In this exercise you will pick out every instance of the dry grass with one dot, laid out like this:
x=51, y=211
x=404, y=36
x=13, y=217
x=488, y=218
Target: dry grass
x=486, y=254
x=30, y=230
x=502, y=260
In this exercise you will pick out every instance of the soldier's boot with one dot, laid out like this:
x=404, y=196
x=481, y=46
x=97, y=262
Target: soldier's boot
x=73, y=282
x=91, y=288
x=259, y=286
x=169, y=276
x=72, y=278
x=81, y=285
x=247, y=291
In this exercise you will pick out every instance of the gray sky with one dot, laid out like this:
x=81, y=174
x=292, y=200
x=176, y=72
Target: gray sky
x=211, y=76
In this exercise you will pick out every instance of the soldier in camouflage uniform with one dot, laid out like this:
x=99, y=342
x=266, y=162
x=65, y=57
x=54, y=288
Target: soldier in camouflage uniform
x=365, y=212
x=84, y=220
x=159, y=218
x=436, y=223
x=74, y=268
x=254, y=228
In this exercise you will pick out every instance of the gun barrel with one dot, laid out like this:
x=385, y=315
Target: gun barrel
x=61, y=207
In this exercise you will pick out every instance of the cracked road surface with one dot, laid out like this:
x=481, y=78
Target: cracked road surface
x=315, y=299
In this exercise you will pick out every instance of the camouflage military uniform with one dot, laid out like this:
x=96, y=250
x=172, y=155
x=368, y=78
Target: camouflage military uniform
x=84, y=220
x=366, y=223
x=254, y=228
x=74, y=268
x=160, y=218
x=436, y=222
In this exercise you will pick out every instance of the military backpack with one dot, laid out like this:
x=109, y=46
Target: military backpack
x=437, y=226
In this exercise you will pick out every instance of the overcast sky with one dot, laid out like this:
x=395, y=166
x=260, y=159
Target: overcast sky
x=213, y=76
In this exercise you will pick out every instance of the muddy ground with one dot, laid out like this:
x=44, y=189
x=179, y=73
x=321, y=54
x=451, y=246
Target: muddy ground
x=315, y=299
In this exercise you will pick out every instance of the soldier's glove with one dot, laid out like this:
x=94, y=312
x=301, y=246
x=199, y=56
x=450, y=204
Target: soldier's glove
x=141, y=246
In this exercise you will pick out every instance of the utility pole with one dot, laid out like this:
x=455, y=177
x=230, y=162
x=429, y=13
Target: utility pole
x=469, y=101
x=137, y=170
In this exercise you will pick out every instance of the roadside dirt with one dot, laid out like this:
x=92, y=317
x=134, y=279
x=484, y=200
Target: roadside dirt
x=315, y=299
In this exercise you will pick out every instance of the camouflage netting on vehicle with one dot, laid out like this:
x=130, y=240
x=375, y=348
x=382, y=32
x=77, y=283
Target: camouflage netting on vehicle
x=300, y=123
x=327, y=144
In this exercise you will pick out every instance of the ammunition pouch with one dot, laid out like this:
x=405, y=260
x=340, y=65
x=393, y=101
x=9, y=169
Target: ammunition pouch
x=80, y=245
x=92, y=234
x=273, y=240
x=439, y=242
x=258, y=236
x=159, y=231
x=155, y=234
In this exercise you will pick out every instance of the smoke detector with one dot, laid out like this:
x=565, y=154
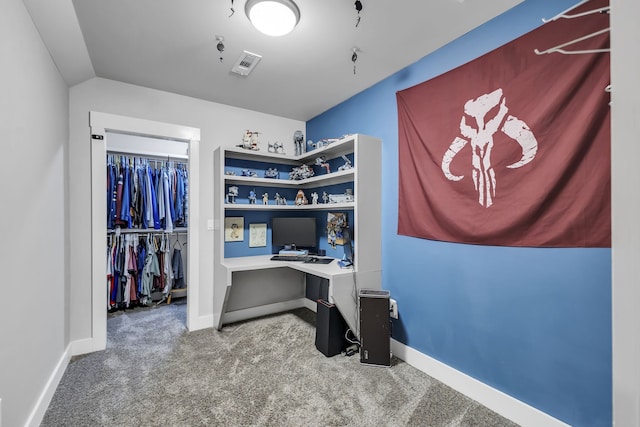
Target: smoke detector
x=246, y=63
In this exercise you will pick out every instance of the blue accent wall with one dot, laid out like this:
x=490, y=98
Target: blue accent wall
x=534, y=323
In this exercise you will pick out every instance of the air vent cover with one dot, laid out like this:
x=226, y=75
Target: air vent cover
x=246, y=63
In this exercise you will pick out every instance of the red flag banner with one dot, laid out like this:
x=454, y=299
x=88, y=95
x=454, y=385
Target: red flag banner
x=513, y=148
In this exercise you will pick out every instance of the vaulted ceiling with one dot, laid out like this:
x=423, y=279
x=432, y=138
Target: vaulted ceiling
x=171, y=46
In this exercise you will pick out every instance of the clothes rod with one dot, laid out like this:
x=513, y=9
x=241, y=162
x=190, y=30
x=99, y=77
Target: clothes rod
x=150, y=155
x=180, y=230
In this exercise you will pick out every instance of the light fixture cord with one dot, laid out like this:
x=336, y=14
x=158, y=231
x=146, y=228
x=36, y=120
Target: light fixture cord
x=354, y=58
x=358, y=6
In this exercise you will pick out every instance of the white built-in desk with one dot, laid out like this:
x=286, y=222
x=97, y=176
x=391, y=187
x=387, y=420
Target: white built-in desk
x=257, y=286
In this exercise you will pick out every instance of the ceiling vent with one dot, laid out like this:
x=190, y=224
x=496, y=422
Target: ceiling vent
x=246, y=63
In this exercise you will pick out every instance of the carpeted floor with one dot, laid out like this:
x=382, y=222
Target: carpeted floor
x=263, y=372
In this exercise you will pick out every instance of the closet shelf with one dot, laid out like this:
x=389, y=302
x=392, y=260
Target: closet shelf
x=309, y=207
x=338, y=177
x=178, y=230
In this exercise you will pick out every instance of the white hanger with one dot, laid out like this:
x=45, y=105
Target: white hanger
x=564, y=15
x=560, y=47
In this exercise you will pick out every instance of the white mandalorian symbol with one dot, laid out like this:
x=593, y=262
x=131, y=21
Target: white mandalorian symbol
x=484, y=177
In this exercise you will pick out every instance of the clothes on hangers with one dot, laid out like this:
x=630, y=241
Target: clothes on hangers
x=143, y=196
x=139, y=265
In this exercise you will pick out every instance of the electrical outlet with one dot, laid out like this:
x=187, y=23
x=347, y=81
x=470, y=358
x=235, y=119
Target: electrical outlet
x=393, y=308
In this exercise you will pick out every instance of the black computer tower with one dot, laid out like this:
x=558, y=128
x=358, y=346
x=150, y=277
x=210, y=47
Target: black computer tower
x=375, y=327
x=330, y=329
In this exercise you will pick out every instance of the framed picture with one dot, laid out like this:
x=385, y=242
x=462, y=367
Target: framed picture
x=336, y=222
x=257, y=235
x=234, y=229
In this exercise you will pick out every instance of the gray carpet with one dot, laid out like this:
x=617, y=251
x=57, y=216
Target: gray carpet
x=263, y=372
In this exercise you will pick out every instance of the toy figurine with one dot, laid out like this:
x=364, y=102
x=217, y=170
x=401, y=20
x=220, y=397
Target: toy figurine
x=301, y=172
x=232, y=194
x=271, y=173
x=298, y=141
x=322, y=162
x=250, y=141
x=276, y=147
x=301, y=199
x=347, y=164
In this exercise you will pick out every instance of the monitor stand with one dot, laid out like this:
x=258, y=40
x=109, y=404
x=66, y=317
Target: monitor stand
x=296, y=252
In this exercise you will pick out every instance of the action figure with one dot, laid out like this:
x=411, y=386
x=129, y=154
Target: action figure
x=232, y=194
x=301, y=199
x=271, y=173
x=298, y=141
x=280, y=200
x=250, y=141
x=347, y=164
x=322, y=162
x=276, y=147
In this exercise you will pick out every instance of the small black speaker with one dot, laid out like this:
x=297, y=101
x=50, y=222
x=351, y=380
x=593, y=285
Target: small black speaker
x=330, y=329
x=375, y=328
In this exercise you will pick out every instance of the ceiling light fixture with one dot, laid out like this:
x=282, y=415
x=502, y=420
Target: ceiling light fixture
x=273, y=17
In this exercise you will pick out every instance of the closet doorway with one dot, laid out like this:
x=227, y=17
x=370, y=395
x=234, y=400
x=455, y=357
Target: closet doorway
x=126, y=136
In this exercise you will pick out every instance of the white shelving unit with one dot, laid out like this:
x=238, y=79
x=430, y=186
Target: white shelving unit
x=251, y=286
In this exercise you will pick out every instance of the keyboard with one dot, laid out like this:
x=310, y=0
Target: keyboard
x=289, y=258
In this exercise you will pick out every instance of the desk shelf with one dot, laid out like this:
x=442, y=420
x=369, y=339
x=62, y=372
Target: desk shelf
x=252, y=297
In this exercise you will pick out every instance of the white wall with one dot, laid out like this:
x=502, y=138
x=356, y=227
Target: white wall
x=219, y=125
x=34, y=127
x=625, y=177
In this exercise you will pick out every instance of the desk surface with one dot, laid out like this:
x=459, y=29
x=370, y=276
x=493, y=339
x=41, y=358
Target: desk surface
x=328, y=271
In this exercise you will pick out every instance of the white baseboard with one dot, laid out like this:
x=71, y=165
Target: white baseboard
x=311, y=305
x=264, y=310
x=85, y=346
x=36, y=416
x=499, y=402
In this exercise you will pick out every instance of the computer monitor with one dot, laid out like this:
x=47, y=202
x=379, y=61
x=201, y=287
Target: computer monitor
x=297, y=232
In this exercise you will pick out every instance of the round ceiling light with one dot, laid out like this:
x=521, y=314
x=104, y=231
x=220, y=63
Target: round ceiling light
x=273, y=17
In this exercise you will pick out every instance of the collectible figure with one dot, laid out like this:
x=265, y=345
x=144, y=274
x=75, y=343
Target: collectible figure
x=271, y=173
x=276, y=147
x=232, y=194
x=280, y=200
x=298, y=141
x=347, y=164
x=322, y=162
x=301, y=172
x=301, y=199
x=250, y=141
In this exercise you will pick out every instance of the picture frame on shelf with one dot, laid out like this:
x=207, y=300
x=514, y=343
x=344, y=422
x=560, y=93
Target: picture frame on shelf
x=234, y=229
x=336, y=223
x=257, y=235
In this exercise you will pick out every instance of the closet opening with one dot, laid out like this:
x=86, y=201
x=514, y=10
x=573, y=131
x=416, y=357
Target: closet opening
x=144, y=226
x=147, y=220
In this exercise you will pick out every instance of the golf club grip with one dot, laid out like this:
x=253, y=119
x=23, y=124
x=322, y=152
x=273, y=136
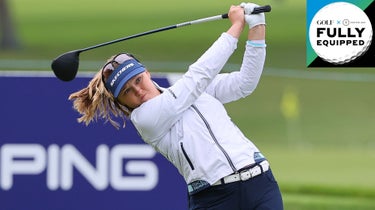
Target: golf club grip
x=257, y=10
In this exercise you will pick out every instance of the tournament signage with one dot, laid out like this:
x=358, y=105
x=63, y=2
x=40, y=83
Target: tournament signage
x=49, y=161
x=340, y=33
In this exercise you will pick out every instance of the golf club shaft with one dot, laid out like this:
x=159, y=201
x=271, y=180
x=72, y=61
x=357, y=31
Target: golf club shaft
x=257, y=10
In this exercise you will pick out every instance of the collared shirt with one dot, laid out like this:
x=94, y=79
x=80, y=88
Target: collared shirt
x=188, y=123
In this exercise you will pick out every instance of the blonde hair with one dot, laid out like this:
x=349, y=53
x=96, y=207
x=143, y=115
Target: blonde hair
x=95, y=101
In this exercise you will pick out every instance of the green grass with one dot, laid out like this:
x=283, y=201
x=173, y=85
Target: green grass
x=323, y=159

★ ★ ★ ★ ★

PROBLEM REQUIREMENTS — Output the listing verbatim through the "x=54, y=288" line.

ANSWER TO THE PROBLEM —
In this exercise you will pick out every instance of the dry grass with one dot, laid out like this:
x=51, y=211
x=404, y=36
x=13, y=217
x=488, y=218
Target: dry grass
x=486, y=254
x=30, y=230
x=502, y=260
In this exercise you will pick out every instance of the soldier's boot with one dot, laid out like this:
x=404, y=196
x=481, y=46
x=97, y=262
Target: soldier's boot
x=73, y=282
x=91, y=288
x=259, y=286
x=169, y=276
x=72, y=278
x=81, y=285
x=247, y=291
In this exercise you will pick out every instance of the gray sky with one dot, laid out like this:
x=81, y=174
x=292, y=200
x=176, y=72
Target: gray sky
x=211, y=76
In this exercise you will pick out every instance of the soldier in camouflage uniform with one dot, laid out like this:
x=99, y=342
x=266, y=162
x=65, y=57
x=54, y=288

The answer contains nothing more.